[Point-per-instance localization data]
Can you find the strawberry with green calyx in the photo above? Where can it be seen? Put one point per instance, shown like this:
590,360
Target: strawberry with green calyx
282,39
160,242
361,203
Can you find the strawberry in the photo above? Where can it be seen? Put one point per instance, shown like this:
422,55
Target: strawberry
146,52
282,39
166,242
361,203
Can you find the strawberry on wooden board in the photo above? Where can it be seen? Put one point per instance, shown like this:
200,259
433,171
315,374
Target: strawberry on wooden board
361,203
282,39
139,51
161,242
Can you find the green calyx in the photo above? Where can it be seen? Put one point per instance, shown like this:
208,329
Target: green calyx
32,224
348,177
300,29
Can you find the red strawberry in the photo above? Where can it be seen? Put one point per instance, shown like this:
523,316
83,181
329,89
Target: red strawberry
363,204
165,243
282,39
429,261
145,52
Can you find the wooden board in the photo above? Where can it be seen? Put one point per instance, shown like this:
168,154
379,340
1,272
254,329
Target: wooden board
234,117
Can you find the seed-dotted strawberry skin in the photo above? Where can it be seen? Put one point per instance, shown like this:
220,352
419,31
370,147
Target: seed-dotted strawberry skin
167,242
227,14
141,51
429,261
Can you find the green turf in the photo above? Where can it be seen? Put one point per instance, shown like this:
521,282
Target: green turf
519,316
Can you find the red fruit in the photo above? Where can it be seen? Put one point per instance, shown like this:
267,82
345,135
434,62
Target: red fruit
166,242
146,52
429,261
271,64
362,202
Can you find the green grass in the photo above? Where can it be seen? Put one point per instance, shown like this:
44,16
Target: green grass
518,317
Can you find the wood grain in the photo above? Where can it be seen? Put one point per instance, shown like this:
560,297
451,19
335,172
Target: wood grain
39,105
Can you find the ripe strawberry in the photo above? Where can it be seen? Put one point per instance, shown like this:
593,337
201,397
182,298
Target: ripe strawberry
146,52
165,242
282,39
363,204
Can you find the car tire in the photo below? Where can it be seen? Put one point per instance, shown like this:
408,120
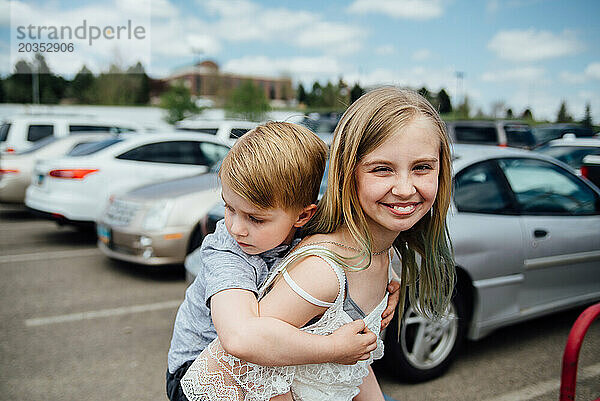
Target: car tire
417,361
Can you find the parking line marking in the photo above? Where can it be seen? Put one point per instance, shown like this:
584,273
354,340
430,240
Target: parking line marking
126,310
539,389
29,257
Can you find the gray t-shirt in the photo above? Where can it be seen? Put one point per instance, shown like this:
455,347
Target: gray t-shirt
222,265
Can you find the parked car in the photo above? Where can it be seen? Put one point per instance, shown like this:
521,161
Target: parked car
571,150
500,133
75,188
158,224
591,169
226,130
21,132
16,168
548,132
526,236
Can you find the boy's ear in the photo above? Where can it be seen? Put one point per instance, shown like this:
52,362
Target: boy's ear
305,215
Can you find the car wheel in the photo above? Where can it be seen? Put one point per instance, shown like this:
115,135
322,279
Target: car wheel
425,348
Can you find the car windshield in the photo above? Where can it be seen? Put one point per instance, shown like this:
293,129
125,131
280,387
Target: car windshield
519,135
40,144
572,155
92,147
4,128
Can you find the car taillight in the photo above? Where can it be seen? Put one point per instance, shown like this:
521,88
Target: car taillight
72,173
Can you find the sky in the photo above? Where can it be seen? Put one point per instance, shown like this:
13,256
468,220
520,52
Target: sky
515,53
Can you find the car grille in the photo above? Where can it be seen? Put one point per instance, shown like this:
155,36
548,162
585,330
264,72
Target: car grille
121,213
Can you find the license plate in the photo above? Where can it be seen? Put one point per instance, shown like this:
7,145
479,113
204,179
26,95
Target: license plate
104,234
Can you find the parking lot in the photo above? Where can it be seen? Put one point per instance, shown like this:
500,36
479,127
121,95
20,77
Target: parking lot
76,325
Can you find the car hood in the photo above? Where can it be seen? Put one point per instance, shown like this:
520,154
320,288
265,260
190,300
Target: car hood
174,188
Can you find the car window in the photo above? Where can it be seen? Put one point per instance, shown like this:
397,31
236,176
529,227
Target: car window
519,135
572,155
91,128
37,132
178,152
210,131
211,153
4,128
479,189
92,147
40,144
238,132
541,187
473,134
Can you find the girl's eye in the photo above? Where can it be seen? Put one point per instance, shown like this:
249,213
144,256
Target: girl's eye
255,220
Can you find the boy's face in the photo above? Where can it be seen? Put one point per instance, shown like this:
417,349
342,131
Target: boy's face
254,229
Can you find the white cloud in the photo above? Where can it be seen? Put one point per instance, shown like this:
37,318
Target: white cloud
331,37
532,45
385,50
526,74
593,70
421,55
245,21
305,69
405,9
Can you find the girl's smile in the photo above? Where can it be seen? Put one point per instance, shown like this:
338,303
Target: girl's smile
397,182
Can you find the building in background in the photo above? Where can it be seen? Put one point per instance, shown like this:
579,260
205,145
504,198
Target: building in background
204,80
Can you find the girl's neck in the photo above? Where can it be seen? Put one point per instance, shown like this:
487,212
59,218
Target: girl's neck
380,242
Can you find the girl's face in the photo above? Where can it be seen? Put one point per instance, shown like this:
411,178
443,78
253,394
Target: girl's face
397,182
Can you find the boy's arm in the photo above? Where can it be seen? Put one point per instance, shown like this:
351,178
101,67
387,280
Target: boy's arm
369,389
269,341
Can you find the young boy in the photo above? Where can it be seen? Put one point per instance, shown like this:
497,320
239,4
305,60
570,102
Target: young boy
270,183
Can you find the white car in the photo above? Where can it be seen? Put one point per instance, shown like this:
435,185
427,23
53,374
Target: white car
226,130
16,168
19,133
75,189
158,224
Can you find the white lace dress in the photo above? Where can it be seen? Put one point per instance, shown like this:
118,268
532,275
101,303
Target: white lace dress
218,376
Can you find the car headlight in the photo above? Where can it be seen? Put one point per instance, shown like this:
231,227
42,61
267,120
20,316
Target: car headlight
157,216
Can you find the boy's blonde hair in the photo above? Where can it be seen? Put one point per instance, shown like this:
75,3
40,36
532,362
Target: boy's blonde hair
367,123
277,164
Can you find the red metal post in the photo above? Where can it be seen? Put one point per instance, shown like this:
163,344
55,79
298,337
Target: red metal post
571,355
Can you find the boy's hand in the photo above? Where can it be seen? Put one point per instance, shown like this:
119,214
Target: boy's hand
352,342
393,298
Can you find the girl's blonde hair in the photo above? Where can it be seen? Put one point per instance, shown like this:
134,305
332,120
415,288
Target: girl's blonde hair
365,125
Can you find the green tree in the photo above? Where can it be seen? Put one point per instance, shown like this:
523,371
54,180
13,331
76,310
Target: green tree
247,101
444,102
527,114
356,92
81,86
464,109
587,118
178,103
563,115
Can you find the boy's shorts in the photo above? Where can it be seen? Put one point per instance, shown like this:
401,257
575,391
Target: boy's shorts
174,390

__WHAT THE EXERCISE ASKS__. Write out every line of the entries above exactly, and omit their pictures.

__EXERCISE RESULT__.
Can you find the strawberry with green calyx in the photo above? Where can it be seen? Put one point per instance, shown like this:
590,360
Target: strawberry with green calyx
282,39
160,242
361,203
Can you find the strawberry in the photo above? Where can it be seen? Put one point per instance, shown like this:
422,55
Target: strawberry
146,52
282,39
166,242
361,203
Can you find the strawberry on wooden board in the photo above? Where can it be seen? Put one point per instance, shown like this:
200,259
433,171
315,374
Target: strawberry on wooden board
361,203
282,39
139,51
161,242
Can you find the green calyx in the photo above? Where can it be seen? Put one point per instance, shown like this:
208,329
Target: green calyx
32,224
348,177
300,29
Can you find the red strawberry in the photo above? Where can it be seen? Put one point per instance, shown like this:
523,316
83,181
329,89
Target: red strawberry
363,204
165,243
282,39
429,261
145,52
Can you find the wooden board in the photo above? Where can it be seen? Put one point per instance, shown like this:
168,154
379,340
1,272
254,329
Target: wooden board
234,117
Can you find the seed-dotted strawberry skin in the photo above? Where can it be seen? Put one point per instance, shown like this:
220,352
419,31
370,147
Target: seed-dotted strawberry skin
167,242
227,14
141,51
429,261
Can you find the green turf in the photo above? Where can it be seen? Put one point per instance, shown like this:
521,282
Target: green turf
519,316
Can you find the red fruit in the photo above? Where can it be seen? Put one point per instance, shown like this:
267,82
345,135
434,62
Target: red fruit
166,242
146,52
429,261
271,64
362,202
Can you find the green grass in the photo above? Where can it be seen? Put one point per instance, shown like this:
44,16
Target: green grass
518,317
Can you find the wood grain in the photo above? Where can it be seen? Put one point per instance, shown like this:
560,297
451,19
335,172
Target: wood grain
39,105
Can you find the ripe strawberry in the photo above? Where can it be seen? Put one point per instance, shown like this:
593,337
201,397
182,298
Target: ripe strawberry
146,52
165,242
282,39
363,204
Can you find the car tire in the photo below? Where can it be seen? Put one point per instance, shown like this:
408,120
Target: car tire
417,361
Can you find the parking line marking in the photo above? Where can it be seen? Put one point per instance, shown like this:
584,273
354,340
430,240
Target: parking line marking
126,310
539,389
29,257
Can you find the gray t-shirt in the photo above? Where can it be seen? Put one point per instance, shown like this:
455,347
Target: gray t-shirt
222,265
Can you find the parked car in the photo above? Where can it be seen? Put one point per instance, shown like this:
521,161
Target: parked car
571,150
500,133
75,188
158,224
591,169
226,130
21,132
16,168
548,132
526,236
Can you find the boy's ear in the photo above? Where can it be seen? Put one point per instance, shown like this:
52,362
Target: boy's ear
305,215
Can you find the car wheel in the photo above? Where can it be seen? Put one point per instance, shown like this:
115,135
322,279
Target: car wheel
425,348
Can you find the car windshield in the photo above? Where can it be seen? Put one point per instance, shown like this:
293,129
125,131
280,387
Target: car windshield
519,135
40,144
572,155
92,147
4,128
Can you find the car taillight in the photo above? Where can it be seen? Put one point per instance, shown like this:
521,88
Target: car taillight
72,173
Can you find the sky in the photo above? Where can it be seen? Put one point per instance, shown like this:
13,256
468,220
520,52
Target: sky
515,53
Can you find the car grille in the photo above? Where can it be seen? Put one point per instance, shown like this:
155,36
548,162
585,330
264,72
Target: car grille
121,213
Can you find the license plate in the photo above? Where can it be seen? Put one point per instance, shown like this:
7,145
479,113
204,179
26,95
Target: license plate
104,234
Can you find the parking lot in the photo above? Where can it be seen? Put one point per instance, shown like this:
500,36
479,127
121,95
20,77
Target: parking lot
76,325
Can you find the car hood in the photo above? Where can it be seen? Put one point per instance, shown like this:
520,154
320,288
265,260
190,300
Target: car hood
174,188
Can you find the car window in the photo above? Where can it be seen? Put one point per instance, shown like this:
397,31
236,176
529,227
Target: car window
519,135
572,155
91,128
37,132
178,152
210,131
211,153
4,128
479,189
92,147
40,144
238,132
541,187
473,134
Can you find the girl's eye in the photo above? Where can it be seen? Put one point per instance, shown like this:
249,213
144,256
Target: girl's eye
255,220
Can you find the boy's face in the photo above? Where can it be seen? Put one point per instance, shown like this:
417,349
342,131
Target: boy's face
254,229
Can you find the white cloud in the photo above? Where can it be seen? Put one point per instance, shown like this:
37,318
Target: white cloud
331,37
532,45
385,50
526,74
593,70
421,55
245,21
305,69
405,9
Can you find the girl's smile in the photo above? Where can it be seen? Put one point per instance, shown like this:
338,303
Target: girl's smile
397,182
Can you find the building in background in the photo above? Where can it be seen? Put one point per instance, shown like this:
579,260
205,145
504,198
Target: building in background
204,80
Can you find the girl's neck in the photo above? Where can it be seen? Put one point per instance, shown like this:
487,212
59,218
Target: girl's neck
380,242
Can you find the girl's face in the photo above? Where can it be seen? Put one point per instance, shown like this:
411,178
443,78
253,394
Target: girl's face
397,182
Can you find the boy's arm in the photo above? Where can it be seen? Put one point per instance, shown like this:
351,178
101,67
387,280
Target: boy's arm
369,389
269,341
Can you find the young boy in the photo above? Where can it be seen? Put one point per instance, shown like this:
497,320
239,4
305,60
570,102
Target: young boy
270,183
Can you find the white car in the photo above? Where can it be seen? Put one point per instance, shown like this:
435,185
427,23
53,374
Target: white car
226,130
16,168
19,133
75,189
158,224
Can you find the white lace dress in the photo above? Where can it be seen? Put one point per instance, shown like this:
118,268
532,275
101,303
Target: white lace dress
218,376
Can you find the car headlight in the photo above? Where can it be seen? Put one point per instance, shown like this:
231,227
42,61
267,120
20,316
Target: car headlight
157,216
Can you find the boy's blonde hair in the photo above? Where can it be seen? Put one point per instance, shown like this:
75,3
40,36
532,362
Target: boy's blonde hair
367,123
277,164
Can you find the red metal post in the photo above? Where can it be seen? Put one point per instance, shown like this:
163,344
55,79
298,337
Target: red metal post
571,355
Can you find the boy's hand in the photo above? Where can it be seen? Put one point per instance, shown like this:
119,214
Target: boy's hand
352,342
393,298
Can you find the girl's blonde hair in the photo above? Where can it be seen? Put one point per instance, shown like this:
134,305
332,120
415,288
Target: girl's blonde hair
365,125
Can you find the green tree in the photo above? Where can it be seen? Put one point per instance, shown like this:
523,371
54,180
13,331
76,310
Target: green tree
247,101
444,102
527,114
356,92
81,86
464,109
587,118
178,103
563,115
Can you find the boy's shorts in the photo above? Where can it be seen? Put one point per instance, shown like this:
401,257
575,391
Target: boy's shorts
174,390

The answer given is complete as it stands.